[What the exercise asks] Report the lines of the material that carry the string "segment".

[Record set]
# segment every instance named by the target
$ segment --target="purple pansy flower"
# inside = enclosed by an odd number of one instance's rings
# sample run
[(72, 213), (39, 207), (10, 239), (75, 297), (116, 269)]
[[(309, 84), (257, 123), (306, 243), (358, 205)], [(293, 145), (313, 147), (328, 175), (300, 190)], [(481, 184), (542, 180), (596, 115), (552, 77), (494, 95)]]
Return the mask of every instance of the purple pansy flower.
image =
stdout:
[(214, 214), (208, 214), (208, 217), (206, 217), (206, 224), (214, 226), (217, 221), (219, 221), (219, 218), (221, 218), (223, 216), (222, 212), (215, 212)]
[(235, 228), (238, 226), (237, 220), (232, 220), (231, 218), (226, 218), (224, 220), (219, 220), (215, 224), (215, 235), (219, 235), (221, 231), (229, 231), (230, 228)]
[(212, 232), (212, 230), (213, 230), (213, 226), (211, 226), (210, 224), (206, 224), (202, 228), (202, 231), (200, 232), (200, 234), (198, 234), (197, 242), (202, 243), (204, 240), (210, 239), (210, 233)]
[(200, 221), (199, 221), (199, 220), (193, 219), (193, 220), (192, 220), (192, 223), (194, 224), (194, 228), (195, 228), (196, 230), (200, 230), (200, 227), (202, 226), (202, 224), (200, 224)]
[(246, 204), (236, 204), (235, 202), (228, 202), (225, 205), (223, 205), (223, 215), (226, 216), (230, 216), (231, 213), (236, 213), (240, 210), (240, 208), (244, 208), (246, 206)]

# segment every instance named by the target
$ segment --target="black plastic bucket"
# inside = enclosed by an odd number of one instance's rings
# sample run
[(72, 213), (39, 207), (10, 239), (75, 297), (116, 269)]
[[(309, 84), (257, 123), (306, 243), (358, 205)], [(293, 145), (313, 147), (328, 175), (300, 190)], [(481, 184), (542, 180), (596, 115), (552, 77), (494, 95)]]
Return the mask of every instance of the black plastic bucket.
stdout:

[Solved problem]
# segment every instance named by the target
$ segment --target="purple pansy flower"
# segment every instance named by the target
$ segment --target="black plastic bucket"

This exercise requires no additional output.